Study of Nurses Attitude toward End-of-Life Care of Patient Hospitalized in Intensive Care Units
Identifying and documenting nurses' attitudes to end-of-life care helps to plan and integrate needed interventions to correct and evaluate them based on weaknesses. The purpose of the present study was to determine the attitude of intensive care units (ICU) nurses toward end-of-life care.
A descriptive, cross-sectional study was conducted at two referral university hospitals in Goran, Iran in 2019. Through consensus sampling 101 nurses of ICUs were enrolled in the study. Data were collected via the Frommelt Attitudes Toward Care of the Dying Scale (FATCOD). Data were analyzed by independent t-test, correlation coefficient, Mann-Whitney, Kruskal-Wallis tests at significance P-value<0.05.
The mean score of nurses' attitudes toward end-of-life care was 105.25±8.77. 95% of nurses gained high score regard attitude toward patient care at the end of life. There was a significant relationship between nurses' attitude toward end-of-life care with type of employment (P-value=0.009) and job position (P-value=0.003). Ethical Considerations: All the principles of ethics in research such as; obtaining informed consent and confidentiality of the individual identity of the participants were observed.
The attitude of intensive care unit nurses towards end-of-life patient care was positive. Sensitizing nurses through training in this type of care and obliging the government to formally hire nurses can affect nurses' caring attitudes.

> **GIVEN RECORDS**
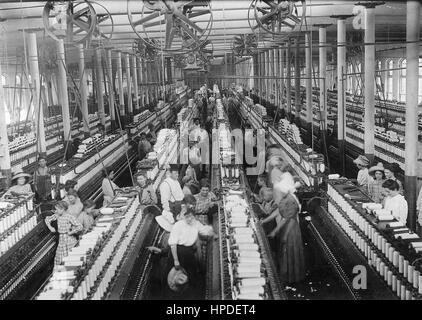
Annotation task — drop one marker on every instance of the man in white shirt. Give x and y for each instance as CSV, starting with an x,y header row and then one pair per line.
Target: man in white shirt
x,y
363,177
171,191
395,202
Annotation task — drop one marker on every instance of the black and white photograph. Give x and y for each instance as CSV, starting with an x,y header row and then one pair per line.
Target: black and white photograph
x,y
205,155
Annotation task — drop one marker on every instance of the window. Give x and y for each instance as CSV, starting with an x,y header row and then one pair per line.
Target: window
x,y
420,81
402,81
389,84
358,79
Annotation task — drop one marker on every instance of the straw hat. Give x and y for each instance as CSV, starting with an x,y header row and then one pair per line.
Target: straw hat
x,y
393,167
378,167
21,174
165,220
177,279
362,160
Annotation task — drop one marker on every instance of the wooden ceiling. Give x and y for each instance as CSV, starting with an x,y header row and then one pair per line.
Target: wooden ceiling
x,y
230,18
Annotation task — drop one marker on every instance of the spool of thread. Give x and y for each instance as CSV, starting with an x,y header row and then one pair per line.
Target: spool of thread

> **PROMPT 1**
Do these statements agree with the nurses' attitude study? Answer yes or no for each and quote the deciding words.
(a) The study enrolled 101 nurses from intensive care units.
(b) The nurses' attitudes were measured through interviews.
(c) Job position had a significant relationship with nurses' attitude toward end-of-life care.
> **PROMPT 2**
Repeat the nurses' attitude study from "A descriptive, cross-sectional" up to and including "at significance P-value<0.05.", word for word.

> **EXPECTED ANSWER 1**
(a) Yes: "Through consensus sampling 101 nurses of ICUs were enrolled in the study."
(b) No: "Data were collected via the Frommelt Attitudes Toward Care of the Dying Scale (FATCOD)."
(c) Yes: "There was a significant relationship between nurses' attitude toward end-of-life care with type of employment (P-value=0.009) and job position (P-value=0.003)."

> **EXPECTED ANSWER 2**
A descriptive, cross-sectional study was conducted at two referral university hospitals in Goran, Iran in 2019. Through consensus sampling 101 nurses of ICUs were enrolled in the study. Data were collected via the Frommelt Attitudes Toward Care of the Dying Scale (FATCOD). Data were analyzed by independent t-test, correlation coefficient, Mann-Whitney, Kruskal-Wallis tests at significance P-value<0.05.